▶ **DATA FOR PROCESSING**:
━━━━━━━━━━━━━━━━
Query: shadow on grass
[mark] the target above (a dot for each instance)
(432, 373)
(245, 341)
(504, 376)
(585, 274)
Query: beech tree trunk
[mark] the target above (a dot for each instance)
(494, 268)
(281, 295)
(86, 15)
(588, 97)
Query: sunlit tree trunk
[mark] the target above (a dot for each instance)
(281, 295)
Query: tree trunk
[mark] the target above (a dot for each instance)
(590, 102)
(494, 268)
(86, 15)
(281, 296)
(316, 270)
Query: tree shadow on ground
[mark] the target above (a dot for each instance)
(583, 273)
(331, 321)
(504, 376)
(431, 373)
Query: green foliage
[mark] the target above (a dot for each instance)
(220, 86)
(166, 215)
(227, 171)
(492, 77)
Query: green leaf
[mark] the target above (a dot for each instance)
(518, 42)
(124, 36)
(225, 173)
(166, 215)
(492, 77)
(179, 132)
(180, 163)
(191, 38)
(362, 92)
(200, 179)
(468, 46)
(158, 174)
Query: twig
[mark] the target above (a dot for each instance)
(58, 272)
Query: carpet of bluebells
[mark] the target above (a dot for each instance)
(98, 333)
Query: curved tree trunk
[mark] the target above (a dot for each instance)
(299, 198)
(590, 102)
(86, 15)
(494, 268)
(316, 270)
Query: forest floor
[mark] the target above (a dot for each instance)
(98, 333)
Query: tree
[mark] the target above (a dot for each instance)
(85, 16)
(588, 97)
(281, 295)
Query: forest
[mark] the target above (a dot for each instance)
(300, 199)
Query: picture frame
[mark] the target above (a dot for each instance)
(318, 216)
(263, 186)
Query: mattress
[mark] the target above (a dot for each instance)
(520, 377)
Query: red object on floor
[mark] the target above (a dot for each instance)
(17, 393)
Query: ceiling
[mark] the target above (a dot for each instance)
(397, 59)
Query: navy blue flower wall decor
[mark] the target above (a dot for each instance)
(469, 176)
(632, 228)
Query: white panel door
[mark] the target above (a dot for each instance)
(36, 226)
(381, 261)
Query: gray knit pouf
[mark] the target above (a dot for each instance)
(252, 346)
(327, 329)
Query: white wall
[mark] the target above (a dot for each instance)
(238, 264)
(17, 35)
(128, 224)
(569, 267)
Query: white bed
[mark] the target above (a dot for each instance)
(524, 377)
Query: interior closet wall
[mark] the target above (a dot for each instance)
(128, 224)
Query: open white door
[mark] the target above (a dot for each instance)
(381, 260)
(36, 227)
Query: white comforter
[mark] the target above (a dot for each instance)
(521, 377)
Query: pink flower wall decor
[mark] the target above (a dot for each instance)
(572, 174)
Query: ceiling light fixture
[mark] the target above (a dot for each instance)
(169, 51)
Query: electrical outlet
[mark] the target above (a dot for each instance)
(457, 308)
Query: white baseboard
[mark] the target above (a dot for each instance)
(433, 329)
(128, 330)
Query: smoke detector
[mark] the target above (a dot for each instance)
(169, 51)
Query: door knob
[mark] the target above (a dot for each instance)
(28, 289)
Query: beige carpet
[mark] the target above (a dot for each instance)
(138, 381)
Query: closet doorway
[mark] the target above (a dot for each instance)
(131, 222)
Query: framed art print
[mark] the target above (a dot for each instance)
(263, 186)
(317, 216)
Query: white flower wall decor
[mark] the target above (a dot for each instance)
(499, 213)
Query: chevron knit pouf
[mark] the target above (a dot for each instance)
━━━━━━━━━━━━━━━━
▶ **ASSIGNMENT**: Gather each line of the records holding the string "carpet".

▶ **EXERCISE OUTPUT**:
Query: carpet of bluebells
Query: beige carpet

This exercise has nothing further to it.